**Task brief**: The answer must consist of each line of the records below that contains the string "pair".
(Beginning of Data for this task)
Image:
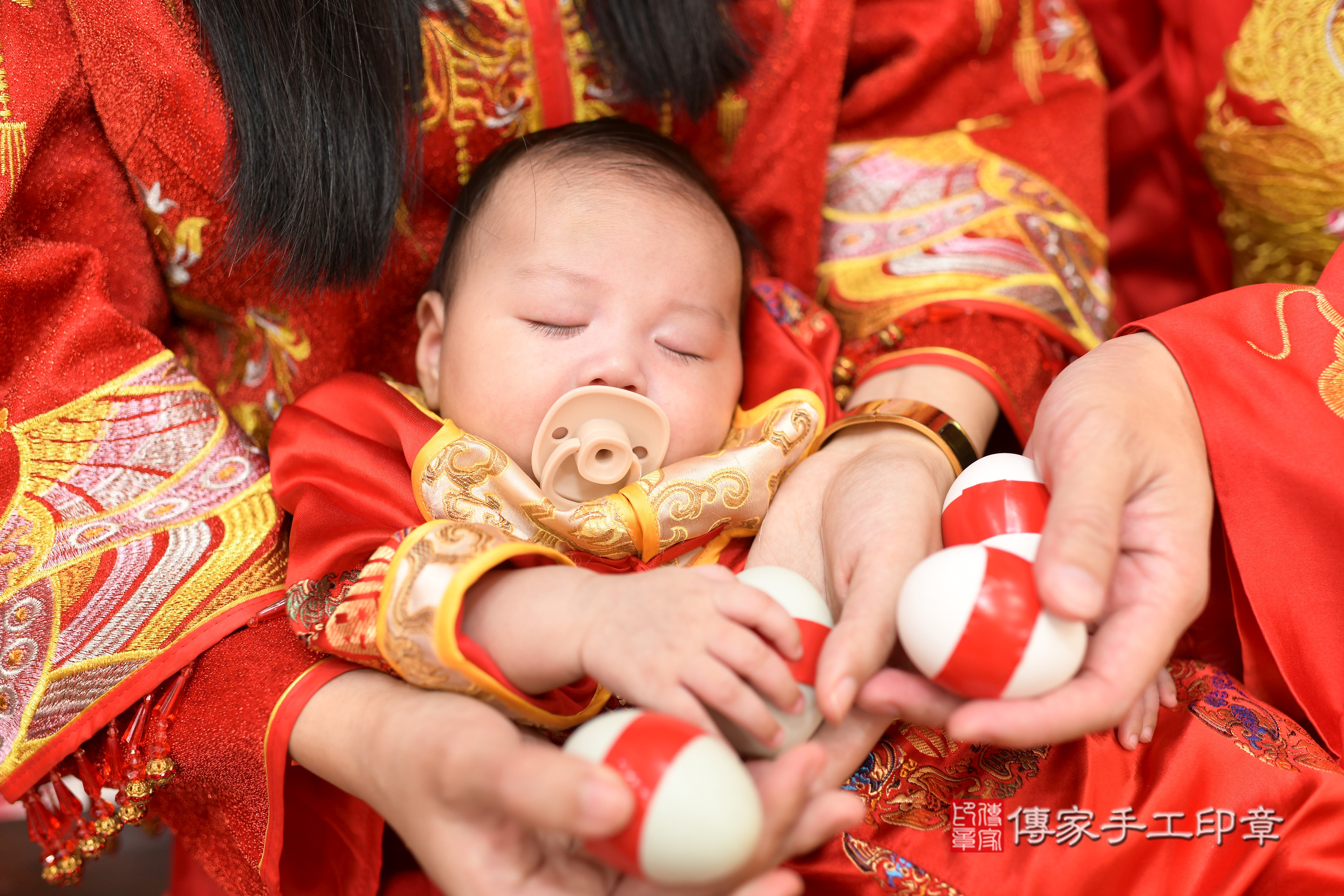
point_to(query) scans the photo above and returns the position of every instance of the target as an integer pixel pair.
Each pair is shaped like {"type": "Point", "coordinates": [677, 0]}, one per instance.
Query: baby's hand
{"type": "Point", "coordinates": [675, 638]}
{"type": "Point", "coordinates": [1140, 722]}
(End of Data for this task)
**The answer**:
point_to(query) scans the photo above and returns the position of every instance of the target as an integer pixel pair.
Each pair is shaped like {"type": "Point", "coordinates": [677, 0]}, one per instance.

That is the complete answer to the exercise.